Вот и первые дни июня, а холода все не отступали; не унимались душевные и физические боли, скука и уныние бездеятельности убивали, работа не клеилась. «Целые дни сижу один, прикованный к креслу, не выходя из своих двух комнат, потому что другие комнаты расположены на север и в них еще холоднее... Проклятое лето». (M. M. Стасюлевичу, 3 июня 1887)
И тут Николай Андреевич Белоголовый напомнил в очередном письме о давно задуманном Салтыковым «автобиографическом труде», о котором, наверное, говорилось еще во время совместной жизни в Висбадене. Отвечая Белоголовому, признался, что давно уже такой труд его «заманивал»:
«У меня уже есть начатая работа, и я с тем и уезжал на дачу, чтобы ее продолжать летом... Но Вы, кажется, ошибаетесь, находя эту работу легкою. По моему мнению, из всех родов беллетристики это самый трудный.
Во-первых, автобиографический материал очень скуден и неинтересен, так что необходимо большое участие воображения, чтоб сообщить ему ценность. Во-вторых, в большинстве случаев не знаешь, как отнестись к нему. Правду писать неловко, а отступать от нее безнаказанно, в литературном смысле, нельзя: сейчас почувствуется фальшь. Но, повторяю, я не оставлю этой мысли и приступлю к ней, как только возможно будет.
Но вряд ли эта возможность скоро настанет...»
Так писал о давнем замысле своем 24 июня, еще не зная, когда же возможность приступить к разработке запасов памяти, наконец, настанет, еще с горечью и почти слезами мучаясь мыслью о постигшем его забвении и оброшенности. Но размышления о сложностях «автобиографического труда», о месте в нем «поэзии» и «правды», вымысла и реального автобиографического факта — уже сопровождались усиленной и зовущей к литературному воплощению работой памяти и воображения, мысль уже одевалась плотью образов.

§ **Сохранённые данные**:
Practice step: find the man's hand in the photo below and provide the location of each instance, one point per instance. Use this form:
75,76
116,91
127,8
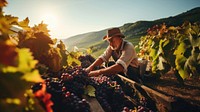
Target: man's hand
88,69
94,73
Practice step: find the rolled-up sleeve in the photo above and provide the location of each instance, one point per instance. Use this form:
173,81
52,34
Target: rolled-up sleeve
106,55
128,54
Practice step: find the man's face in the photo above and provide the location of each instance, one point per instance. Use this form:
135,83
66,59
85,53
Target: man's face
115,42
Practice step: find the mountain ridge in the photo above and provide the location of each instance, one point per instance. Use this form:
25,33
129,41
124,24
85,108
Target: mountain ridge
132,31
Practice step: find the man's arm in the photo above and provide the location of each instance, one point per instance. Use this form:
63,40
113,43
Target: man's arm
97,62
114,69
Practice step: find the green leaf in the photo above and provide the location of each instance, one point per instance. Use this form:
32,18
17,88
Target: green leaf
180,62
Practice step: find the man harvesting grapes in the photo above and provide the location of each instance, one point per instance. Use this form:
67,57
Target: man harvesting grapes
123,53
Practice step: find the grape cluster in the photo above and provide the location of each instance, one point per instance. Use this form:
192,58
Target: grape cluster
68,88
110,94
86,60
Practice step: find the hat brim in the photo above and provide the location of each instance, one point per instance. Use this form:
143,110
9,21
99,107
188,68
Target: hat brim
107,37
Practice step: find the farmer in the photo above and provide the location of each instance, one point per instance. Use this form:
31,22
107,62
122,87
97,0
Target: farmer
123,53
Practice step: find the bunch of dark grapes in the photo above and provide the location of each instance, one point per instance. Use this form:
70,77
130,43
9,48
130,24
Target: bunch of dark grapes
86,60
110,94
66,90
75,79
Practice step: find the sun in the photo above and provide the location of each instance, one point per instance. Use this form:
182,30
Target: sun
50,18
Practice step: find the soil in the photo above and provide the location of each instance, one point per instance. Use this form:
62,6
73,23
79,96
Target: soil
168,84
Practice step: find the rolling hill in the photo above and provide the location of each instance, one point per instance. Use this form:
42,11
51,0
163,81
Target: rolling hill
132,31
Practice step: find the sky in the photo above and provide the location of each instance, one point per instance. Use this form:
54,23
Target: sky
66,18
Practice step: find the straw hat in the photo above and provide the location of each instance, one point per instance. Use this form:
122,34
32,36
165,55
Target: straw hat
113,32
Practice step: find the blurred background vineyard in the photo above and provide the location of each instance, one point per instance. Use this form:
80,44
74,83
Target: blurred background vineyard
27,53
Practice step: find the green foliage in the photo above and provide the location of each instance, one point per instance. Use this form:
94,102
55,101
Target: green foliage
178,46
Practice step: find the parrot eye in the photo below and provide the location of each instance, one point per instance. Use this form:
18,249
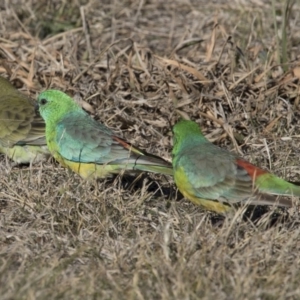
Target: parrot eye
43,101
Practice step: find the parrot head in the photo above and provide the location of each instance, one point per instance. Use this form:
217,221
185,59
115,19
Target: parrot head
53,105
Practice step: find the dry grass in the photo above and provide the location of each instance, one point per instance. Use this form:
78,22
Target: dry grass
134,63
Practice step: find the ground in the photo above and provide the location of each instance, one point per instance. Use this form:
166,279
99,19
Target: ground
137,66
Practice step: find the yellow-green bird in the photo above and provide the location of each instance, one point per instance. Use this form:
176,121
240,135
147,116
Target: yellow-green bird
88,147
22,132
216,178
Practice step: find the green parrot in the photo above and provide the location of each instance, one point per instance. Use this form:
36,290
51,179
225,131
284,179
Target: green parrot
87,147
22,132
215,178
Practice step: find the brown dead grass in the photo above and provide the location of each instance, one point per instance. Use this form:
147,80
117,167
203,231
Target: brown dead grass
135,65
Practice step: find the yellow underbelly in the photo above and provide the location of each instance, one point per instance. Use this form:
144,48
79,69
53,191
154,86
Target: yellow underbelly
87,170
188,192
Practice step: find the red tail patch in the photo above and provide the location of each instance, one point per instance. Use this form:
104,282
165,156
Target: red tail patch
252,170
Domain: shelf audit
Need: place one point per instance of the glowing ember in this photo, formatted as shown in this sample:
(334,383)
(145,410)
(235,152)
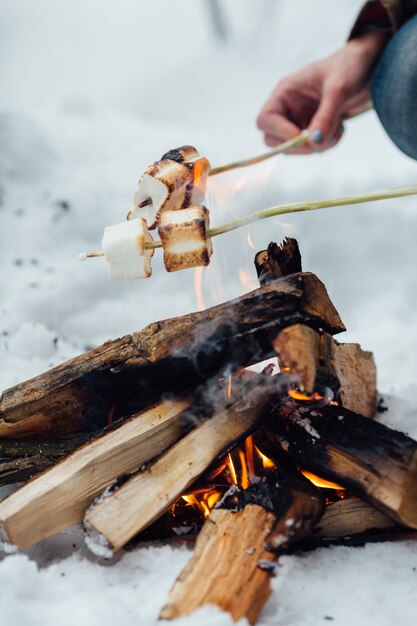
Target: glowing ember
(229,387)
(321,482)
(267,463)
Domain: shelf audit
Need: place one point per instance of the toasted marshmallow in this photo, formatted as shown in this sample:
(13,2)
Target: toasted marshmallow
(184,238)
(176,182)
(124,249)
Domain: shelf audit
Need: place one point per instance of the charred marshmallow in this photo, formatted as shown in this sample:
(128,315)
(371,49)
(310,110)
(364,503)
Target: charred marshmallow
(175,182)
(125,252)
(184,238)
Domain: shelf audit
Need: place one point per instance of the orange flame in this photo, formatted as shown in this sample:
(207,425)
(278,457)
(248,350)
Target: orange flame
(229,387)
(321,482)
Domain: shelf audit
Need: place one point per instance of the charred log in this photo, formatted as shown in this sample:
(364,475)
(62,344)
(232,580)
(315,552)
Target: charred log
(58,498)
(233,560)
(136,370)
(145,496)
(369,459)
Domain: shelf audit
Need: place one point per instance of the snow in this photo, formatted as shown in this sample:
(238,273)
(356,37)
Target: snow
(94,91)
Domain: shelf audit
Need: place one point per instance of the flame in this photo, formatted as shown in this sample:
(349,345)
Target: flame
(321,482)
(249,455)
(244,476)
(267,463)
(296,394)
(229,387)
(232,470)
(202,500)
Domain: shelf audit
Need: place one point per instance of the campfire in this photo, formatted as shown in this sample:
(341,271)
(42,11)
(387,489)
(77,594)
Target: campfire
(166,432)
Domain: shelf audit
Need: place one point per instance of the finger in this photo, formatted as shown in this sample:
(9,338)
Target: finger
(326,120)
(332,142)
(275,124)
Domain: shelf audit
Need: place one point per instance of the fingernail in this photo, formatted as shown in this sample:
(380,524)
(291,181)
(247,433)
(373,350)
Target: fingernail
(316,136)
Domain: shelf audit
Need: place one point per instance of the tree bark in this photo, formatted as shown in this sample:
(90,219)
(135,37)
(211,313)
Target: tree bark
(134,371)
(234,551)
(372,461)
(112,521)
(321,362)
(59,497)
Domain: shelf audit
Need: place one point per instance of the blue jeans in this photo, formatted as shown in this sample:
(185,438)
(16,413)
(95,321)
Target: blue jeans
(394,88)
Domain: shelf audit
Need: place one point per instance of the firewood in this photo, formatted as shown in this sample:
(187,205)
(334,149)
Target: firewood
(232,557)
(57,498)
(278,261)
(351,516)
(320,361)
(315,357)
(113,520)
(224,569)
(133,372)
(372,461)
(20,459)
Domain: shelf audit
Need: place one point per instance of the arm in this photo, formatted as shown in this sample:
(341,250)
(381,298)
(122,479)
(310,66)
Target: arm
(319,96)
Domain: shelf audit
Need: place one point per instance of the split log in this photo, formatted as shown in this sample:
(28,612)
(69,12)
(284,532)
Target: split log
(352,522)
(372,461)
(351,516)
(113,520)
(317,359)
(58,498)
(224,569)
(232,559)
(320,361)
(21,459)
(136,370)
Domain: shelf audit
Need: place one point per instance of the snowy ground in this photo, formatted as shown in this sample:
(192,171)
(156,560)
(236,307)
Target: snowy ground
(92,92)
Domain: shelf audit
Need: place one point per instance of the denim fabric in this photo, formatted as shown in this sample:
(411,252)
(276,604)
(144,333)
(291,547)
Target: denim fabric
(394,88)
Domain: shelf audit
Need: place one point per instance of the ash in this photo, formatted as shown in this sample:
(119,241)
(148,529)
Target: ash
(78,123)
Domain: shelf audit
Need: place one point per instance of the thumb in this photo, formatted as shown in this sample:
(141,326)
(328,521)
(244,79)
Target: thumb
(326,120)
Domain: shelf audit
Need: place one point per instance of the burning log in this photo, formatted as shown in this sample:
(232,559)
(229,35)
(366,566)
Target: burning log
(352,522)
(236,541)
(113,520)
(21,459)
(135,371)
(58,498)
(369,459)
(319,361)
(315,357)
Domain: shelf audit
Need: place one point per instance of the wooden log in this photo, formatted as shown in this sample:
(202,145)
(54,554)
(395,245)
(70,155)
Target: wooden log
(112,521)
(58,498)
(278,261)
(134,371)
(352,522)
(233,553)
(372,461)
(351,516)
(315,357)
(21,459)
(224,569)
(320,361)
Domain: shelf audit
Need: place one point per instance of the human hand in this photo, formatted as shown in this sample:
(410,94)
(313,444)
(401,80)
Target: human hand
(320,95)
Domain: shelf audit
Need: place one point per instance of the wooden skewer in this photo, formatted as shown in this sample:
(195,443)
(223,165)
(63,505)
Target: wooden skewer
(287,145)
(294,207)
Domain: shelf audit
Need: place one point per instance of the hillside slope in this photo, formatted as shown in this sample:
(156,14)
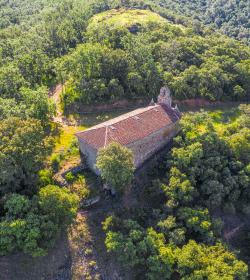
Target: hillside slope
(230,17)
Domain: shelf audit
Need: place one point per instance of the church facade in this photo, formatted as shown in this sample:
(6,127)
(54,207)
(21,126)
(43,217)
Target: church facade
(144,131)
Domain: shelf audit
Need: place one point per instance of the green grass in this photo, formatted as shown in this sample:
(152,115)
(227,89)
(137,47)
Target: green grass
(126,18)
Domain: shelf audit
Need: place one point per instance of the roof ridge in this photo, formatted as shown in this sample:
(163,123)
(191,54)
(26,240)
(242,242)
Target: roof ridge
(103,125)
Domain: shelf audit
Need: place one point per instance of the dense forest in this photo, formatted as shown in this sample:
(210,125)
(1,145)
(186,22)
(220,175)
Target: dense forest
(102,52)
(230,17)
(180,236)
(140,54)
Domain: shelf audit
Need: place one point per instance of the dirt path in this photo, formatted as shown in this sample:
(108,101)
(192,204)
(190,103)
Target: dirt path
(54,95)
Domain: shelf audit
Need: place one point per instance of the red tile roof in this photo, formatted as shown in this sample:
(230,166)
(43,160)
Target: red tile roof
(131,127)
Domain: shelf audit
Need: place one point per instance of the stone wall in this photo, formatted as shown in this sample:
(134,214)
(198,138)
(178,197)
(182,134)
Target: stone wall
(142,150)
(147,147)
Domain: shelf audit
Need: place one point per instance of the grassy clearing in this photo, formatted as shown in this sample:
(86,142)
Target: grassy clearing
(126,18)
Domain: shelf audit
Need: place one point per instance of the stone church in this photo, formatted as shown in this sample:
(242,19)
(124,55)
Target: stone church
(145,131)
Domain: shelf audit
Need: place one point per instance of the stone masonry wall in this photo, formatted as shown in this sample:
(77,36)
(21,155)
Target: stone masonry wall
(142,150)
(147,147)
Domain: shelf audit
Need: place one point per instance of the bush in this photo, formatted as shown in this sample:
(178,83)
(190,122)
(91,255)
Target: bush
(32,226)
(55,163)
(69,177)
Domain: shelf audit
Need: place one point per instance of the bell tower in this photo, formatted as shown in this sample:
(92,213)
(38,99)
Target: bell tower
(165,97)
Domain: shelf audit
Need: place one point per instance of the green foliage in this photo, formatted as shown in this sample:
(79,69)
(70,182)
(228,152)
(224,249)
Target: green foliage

§ **Суть задания**:
Перепечатайте без изменений отрывок из текста о Салтыкове, начиная со слов «Вот и первые» и заканчивая словами «3 июня 1887)» включительно. Материал для выполнения не понадобится.

§ **Ожидаемый ответ**:
Вот и первые дни июня, а холода все не отступали; не унимались душевные и физические боли, скука и уныние бездеятельности убивали, работа не клеилась. «Целые дни сижу один, прикованный к креслу, не выходя из своих двух комнат, потому что другие комнаты расположены на север и в них еще холоднее... Проклятое лето». (M. M. Стасюлевичу, 3 июня 1887)